● Region pointing data:
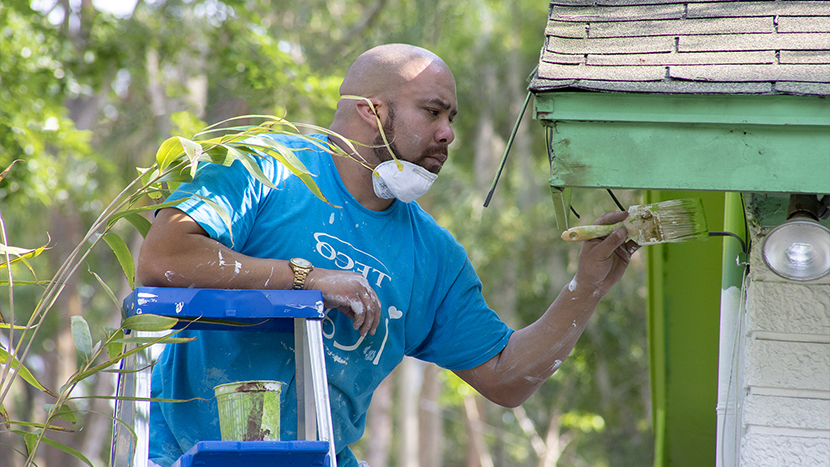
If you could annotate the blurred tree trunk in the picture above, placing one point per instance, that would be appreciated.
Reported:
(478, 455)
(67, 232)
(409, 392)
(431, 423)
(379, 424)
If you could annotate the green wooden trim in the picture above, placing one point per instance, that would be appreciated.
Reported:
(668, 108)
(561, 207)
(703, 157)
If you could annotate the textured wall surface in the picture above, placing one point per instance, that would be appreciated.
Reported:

---

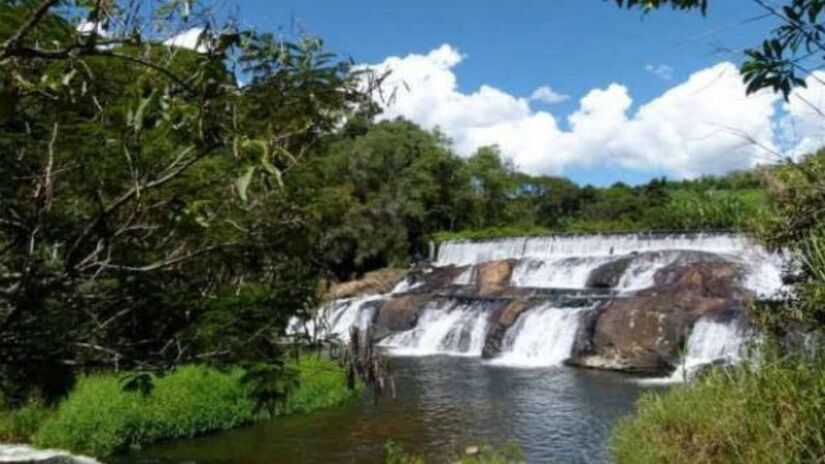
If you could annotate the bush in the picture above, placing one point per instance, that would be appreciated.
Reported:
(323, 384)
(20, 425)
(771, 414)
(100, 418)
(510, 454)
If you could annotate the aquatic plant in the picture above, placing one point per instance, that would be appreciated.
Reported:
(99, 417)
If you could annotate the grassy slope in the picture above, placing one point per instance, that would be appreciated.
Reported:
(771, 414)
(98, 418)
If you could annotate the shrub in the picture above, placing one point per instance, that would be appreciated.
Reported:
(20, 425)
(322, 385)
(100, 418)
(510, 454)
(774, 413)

...

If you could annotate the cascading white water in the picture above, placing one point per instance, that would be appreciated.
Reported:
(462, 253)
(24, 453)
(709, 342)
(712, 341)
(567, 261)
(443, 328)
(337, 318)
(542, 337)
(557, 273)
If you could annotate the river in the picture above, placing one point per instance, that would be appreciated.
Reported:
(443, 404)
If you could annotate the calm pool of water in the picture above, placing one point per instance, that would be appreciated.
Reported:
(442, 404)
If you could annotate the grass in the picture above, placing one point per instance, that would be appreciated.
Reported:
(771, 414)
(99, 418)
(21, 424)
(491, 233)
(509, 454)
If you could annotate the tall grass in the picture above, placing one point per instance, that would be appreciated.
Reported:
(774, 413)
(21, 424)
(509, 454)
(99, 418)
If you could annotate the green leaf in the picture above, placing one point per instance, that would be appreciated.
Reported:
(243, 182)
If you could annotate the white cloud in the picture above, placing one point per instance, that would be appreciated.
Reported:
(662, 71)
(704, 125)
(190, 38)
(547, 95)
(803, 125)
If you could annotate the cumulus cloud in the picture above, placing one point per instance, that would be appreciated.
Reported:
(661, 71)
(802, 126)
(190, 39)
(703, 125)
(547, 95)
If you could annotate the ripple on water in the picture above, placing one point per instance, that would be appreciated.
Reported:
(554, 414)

● ASSIGNMENT:
The lines above from the one with "If you could annotate the blurred" through the one with "If you could annotate the textured" are to be duplicated exactly, ends included, with nothing added.

● SOLUTION FOR THIS PROBLEM:
If you could annotate the blurred tree trunk in the picture above, placing one point per instance, that would be appreciated.
Reported:
(478, 455)
(67, 232)
(409, 392)
(431, 423)
(379, 424)
If you could annotate the green wooden trim in the picture above, placing one point per instance, that would be appreciated.
Reported:
(668, 108)
(561, 207)
(703, 157)
If you could annotate the textured wall surface in the picture above, placing one point per instance, that would be appreciated.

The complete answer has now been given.